WHAT NEEDS TO BE DONE ▸
Copy every one of the rows below verbatim, keeping each line unchanged and in its original order.

* * *

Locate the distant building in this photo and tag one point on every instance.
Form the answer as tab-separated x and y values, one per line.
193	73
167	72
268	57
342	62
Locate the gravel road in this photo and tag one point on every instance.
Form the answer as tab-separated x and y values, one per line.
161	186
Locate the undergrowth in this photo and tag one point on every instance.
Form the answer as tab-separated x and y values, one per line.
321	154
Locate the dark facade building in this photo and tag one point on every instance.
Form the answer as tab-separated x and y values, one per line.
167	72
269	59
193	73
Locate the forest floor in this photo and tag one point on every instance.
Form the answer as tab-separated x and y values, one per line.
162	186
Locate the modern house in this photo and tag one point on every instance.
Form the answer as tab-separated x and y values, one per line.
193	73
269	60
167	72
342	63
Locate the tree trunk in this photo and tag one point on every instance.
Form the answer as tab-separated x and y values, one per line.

* * *

TASK SOLUTION ▸
Locate the distant building in this photo and tag one point on every instance.
Form the answer as tab-separated x and y values, one per line.
193	73
167	72
268	57
342	62
Locate the gravel road in this photo and tag one point on every instance.
Form the answer as tab-separated x and y values, one per line.
161	186
Locate the undergrowth in this photo and tag one point on every instance.
Form the answer as tab-separated x and y values, one per line.
321	154
Locate the dark facade building in this photo and tag one point on every instance.
Form the answer as tab-separated x and y values, one per line.
167	72
269	59
193	73
Locate the forest floor in this photo and tag one point on every instance.
Form the answer as tab-separated x and y values, one per line.
162	186
Locate the modern house in this photo and tag one point on every instance.
Form the answer as tab-separated x and y values, one per line.
193	73
269	60
167	72
342	63
Locate the tree trunk in this photo and tag one point on every instance.
Form the answer as tab-separated x and y values, one per line.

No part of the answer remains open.